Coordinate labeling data
↓
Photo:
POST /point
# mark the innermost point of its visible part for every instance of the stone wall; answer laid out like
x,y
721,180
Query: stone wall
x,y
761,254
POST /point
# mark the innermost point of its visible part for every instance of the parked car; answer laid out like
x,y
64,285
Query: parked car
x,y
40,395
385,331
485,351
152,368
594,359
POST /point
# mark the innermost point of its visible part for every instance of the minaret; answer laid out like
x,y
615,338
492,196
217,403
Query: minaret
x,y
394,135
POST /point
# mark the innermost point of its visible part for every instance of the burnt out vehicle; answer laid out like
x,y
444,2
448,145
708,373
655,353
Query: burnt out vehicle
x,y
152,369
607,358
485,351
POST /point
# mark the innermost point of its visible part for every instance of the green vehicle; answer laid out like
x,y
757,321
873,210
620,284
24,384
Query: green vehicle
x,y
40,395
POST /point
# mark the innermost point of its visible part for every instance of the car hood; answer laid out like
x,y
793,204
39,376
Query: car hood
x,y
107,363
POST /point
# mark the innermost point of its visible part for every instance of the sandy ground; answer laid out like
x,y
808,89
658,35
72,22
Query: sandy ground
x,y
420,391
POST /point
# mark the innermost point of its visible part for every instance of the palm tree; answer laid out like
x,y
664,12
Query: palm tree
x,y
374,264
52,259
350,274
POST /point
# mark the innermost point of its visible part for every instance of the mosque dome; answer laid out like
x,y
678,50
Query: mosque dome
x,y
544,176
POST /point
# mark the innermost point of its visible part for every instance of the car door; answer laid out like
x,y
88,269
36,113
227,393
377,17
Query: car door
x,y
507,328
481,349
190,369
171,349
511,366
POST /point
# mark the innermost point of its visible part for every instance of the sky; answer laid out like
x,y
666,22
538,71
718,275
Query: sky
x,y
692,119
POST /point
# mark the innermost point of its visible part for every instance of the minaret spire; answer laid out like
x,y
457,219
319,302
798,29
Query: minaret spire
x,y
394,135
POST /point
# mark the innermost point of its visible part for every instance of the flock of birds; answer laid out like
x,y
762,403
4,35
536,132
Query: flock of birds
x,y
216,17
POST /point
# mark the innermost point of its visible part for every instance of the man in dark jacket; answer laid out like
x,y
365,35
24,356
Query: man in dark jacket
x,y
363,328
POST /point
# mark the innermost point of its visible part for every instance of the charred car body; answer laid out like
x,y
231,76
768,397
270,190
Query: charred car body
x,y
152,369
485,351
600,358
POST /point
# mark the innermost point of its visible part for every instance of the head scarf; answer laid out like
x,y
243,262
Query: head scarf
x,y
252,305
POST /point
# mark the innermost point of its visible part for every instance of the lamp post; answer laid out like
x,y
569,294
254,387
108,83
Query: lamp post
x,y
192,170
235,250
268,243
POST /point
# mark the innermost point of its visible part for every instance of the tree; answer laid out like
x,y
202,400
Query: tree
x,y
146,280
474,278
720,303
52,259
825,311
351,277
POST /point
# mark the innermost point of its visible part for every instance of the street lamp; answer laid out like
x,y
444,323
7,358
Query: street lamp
↑
*Exercise*.
Print the records once more, exactly as they were given.

*Exercise answer*.
Photo:
POST /point
# mark the innermost point of its visible part for every instance of the stone wall; answer laid out like
x,y
721,180
Query: stone wall
x,y
761,254
POST /point
# mark the innermost point of its visible part for every instance of the parked car; answer laid out like
x,y
64,285
Query: parked car
x,y
40,395
385,331
485,351
152,368
594,359
POST /point
# mark the innermost point of its visible part for every instance of the minaret; answer laid out like
x,y
615,338
492,196
217,403
Query: minaret
x,y
394,135
POST /point
# mark the innermost point of its visible part for every instance of the burnt out vehicle; answer laid out like
x,y
444,2
448,145
708,373
655,353
Query: burnt out vehicle
x,y
152,369
607,358
485,351
POST /point
# mark the innermost point of its visible part for every instance of the green vehicle; answer laid out like
x,y
757,321
873,210
620,284
24,384
Query: green vehicle
x,y
40,395
POST /point
# mark the innermost point of its visible part for every instance of the car hood; answer laid out like
x,y
793,204
39,376
Query: car hood
x,y
107,363
POST /point
# mark the innermost point of its visible part for every instance of the sandy ground; answer laid out like
x,y
808,89
658,35
72,22
Query: sandy ground
x,y
420,391
POST /point
# mark the innermost point of its visible part for every instance of the palm tree; answer laid out like
x,y
664,12
Query: palm tree
x,y
374,264
52,259
350,274
POST /point
# mark the innermost point of its visible part for every instance of the mosque dome; answer laid out like
x,y
678,50
Query: mosque dome
x,y
544,176
POST /point
# mark the innermost point of its visible part for every instance of the car door; answer laid out like
x,y
88,269
36,113
227,393
377,17
Query: car door
x,y
507,328
481,349
190,369
171,349
511,366
POST /point
# mark the innermost point of its visible part for every instance of the sky; answer laid out like
x,y
666,22
538,71
718,275
Query: sky
x,y
692,119
POST /point
# mark the innermost point of its visible part for every instance of the minaret spire; answer laid out like
x,y
457,219
319,302
798,29
Query: minaret spire
x,y
394,135
POST /point
# mark the innermost point of its visible part for every instance of the flock of birds; answer laid out like
x,y
762,403
4,35
536,132
Query: flock of birds
x,y
216,17
POST /point
# mark the innermost point of its visible part for every instance of the man in dark jacket; answer laid out like
x,y
365,35
24,356
Query: man in dark jacket
x,y
363,328
POST /point
# mark the innermost point of its visible part for every instance of the charred car body; answer laid out like
x,y
231,76
768,397
270,190
Query: charred car body
x,y
152,369
485,351
600,358
POST /point
# mark the innermost point of its visible part for every instance of the head scarf; answer laid out like
x,y
243,262
Query: head scarf
x,y
252,305
POST /point
# mark the innermost point of its visible part for every instance of the lamp post; answer laid out like
x,y
569,294
254,387
108,83
Query: lamp post
x,y
192,170
235,250
268,243
POST /point
# mark the innermost point of its visible part for every instance of the tree; answer laid out like
x,y
202,400
Query: tree
x,y
146,280
474,278
720,303
52,259
825,311
351,277
POST /point
# mark the innermost point of its visible part for every instance of the street lamp; answer laid out like
x,y
444,323
7,358
Query: street lamp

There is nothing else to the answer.